'''

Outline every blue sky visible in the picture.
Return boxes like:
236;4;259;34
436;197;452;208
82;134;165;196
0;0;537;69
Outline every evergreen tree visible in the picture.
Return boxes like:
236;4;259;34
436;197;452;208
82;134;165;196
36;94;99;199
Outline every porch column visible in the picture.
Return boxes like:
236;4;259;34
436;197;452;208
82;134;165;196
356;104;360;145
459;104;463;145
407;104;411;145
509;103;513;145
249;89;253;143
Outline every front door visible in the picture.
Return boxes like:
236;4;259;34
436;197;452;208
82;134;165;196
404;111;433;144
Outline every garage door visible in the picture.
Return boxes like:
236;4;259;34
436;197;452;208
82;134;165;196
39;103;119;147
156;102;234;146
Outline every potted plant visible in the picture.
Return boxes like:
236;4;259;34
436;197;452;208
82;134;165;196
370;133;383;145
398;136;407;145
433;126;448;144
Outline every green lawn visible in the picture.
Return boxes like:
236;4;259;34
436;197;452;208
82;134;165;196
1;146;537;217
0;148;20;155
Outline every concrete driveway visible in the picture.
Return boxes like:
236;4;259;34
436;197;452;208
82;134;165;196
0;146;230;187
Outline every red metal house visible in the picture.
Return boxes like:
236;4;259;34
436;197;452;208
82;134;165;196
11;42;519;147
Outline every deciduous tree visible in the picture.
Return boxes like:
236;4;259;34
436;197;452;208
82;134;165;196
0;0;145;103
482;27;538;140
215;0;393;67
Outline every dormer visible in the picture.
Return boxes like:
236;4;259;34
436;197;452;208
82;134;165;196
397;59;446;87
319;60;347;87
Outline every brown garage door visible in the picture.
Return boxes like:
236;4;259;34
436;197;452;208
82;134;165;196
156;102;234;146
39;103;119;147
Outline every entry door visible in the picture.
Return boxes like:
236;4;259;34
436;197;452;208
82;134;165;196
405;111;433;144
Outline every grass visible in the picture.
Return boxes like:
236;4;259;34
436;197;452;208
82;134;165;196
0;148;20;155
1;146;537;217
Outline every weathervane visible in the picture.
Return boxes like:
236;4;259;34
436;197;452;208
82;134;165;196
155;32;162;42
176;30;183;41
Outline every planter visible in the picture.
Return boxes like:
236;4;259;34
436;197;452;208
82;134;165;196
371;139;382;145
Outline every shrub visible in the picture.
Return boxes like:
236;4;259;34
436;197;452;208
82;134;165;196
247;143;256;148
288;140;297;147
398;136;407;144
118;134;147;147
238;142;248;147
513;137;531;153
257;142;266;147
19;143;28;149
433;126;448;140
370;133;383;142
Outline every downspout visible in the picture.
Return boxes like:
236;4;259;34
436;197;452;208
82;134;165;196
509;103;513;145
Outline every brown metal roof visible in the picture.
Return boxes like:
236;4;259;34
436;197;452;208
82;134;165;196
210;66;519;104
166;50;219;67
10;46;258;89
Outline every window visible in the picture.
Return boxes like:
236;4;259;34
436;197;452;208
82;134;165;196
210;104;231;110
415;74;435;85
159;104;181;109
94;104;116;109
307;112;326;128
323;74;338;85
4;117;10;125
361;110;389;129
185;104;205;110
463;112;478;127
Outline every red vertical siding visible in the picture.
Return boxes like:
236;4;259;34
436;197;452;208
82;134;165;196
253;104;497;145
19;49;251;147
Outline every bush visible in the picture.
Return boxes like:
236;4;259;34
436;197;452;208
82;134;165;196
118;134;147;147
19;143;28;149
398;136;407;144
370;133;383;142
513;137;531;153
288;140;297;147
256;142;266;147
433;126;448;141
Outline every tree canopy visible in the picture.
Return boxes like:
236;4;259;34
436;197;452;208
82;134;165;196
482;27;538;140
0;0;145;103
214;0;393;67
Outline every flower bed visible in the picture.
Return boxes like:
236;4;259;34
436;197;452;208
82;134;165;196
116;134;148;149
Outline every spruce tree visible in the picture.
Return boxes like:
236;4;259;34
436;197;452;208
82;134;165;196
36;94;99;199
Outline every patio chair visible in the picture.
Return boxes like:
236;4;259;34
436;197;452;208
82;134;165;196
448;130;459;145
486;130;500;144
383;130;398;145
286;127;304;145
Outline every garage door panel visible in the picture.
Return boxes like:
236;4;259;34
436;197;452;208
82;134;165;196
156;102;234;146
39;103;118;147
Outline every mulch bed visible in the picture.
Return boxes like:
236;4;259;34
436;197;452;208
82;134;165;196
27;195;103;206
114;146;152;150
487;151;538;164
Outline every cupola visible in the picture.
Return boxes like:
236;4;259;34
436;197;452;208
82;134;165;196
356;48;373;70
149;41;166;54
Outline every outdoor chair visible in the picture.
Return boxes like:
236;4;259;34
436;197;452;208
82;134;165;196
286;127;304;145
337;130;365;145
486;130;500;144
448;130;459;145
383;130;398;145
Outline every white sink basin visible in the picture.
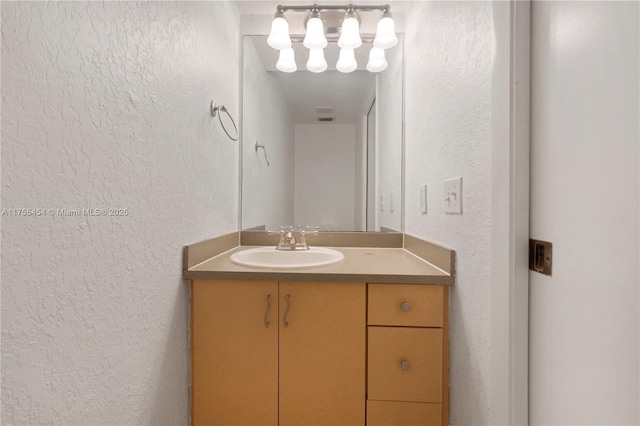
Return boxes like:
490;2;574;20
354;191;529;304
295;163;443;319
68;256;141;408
230;247;344;270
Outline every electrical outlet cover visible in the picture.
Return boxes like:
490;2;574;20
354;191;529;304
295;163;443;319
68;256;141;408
444;177;462;214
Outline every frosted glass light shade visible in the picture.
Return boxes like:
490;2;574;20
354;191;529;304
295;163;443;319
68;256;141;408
336;48;357;73
303;17;327;48
276;48;297;73
338;16;362;49
373;16;397;49
366;47;388;72
306;48;328;73
268;16;291;50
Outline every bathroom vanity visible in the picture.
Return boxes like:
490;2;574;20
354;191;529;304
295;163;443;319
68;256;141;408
183;232;454;426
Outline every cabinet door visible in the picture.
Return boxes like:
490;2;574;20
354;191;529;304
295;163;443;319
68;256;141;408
191;280;278;426
279;282;366;426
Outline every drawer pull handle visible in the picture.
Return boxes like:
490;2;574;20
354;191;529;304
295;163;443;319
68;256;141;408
401;360;411;371
264;294;271;328
283;294;290;328
401;302;411;312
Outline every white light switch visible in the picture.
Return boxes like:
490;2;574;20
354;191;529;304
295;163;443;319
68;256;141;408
420;184;428;213
389;193;395;213
379;194;385;212
444;177;463;214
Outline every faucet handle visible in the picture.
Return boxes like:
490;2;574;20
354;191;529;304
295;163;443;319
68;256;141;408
297;226;319;248
299;225;320;235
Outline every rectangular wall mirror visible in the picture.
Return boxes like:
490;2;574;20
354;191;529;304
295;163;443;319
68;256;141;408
240;34;404;232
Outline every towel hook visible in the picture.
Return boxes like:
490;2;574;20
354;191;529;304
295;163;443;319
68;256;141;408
210;100;238;141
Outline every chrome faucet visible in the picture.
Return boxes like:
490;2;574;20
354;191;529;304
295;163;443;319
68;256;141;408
283;227;297;246
272;225;319;251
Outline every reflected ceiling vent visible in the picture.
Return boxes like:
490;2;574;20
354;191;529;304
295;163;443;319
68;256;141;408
316;107;334;114
318;117;334;122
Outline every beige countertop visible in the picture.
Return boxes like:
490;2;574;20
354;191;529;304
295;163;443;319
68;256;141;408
184;245;454;285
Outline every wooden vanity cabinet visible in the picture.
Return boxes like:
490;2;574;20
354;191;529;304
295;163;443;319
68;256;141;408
366;284;450;426
190;280;366;426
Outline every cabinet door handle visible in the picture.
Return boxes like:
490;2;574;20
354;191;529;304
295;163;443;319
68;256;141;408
264;294;271;328
401;302;411;312
401;360;411;371
283;294;290;328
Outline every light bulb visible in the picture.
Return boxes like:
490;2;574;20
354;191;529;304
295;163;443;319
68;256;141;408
366;46;388;72
338;13;362;49
306;48;327;73
303;16;327;49
336;48;357;73
267;15;291;50
276;48;297;73
373;15;397;49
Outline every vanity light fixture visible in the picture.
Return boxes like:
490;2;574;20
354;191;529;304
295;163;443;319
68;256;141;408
307;47;328;73
303;6;327;49
373;5;397;49
336;48;357;73
267;6;292;50
266;3;398;74
366;46;387;72
337;6;362;49
277;47;297;73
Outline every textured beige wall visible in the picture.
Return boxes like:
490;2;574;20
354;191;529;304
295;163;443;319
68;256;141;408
1;2;240;423
404;2;493;424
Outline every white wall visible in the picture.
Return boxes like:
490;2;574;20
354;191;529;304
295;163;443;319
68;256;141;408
0;2;240;424
404;2;493;424
241;37;295;230
354;115;367;232
294;124;356;231
529;2;639;424
376;39;404;232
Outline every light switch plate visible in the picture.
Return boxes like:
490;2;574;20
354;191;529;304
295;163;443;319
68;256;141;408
420;184;428;213
444;177;462;214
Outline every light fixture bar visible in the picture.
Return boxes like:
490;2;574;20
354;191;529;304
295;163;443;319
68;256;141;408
277;3;391;13
289;34;377;43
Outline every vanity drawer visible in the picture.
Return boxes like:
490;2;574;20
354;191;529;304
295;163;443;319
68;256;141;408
368;326;442;403
367;401;441;426
368;284;443;327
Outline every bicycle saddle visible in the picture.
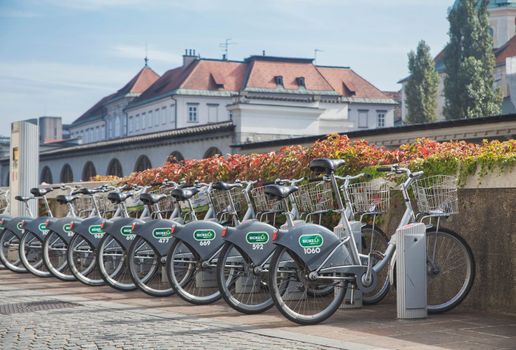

'''

*PROBLEM DETAILS*:
Find the lines of the listing that contain the string "vanity" and give how many there are, with no other words.

*WRITTEN SOLUTION*:
4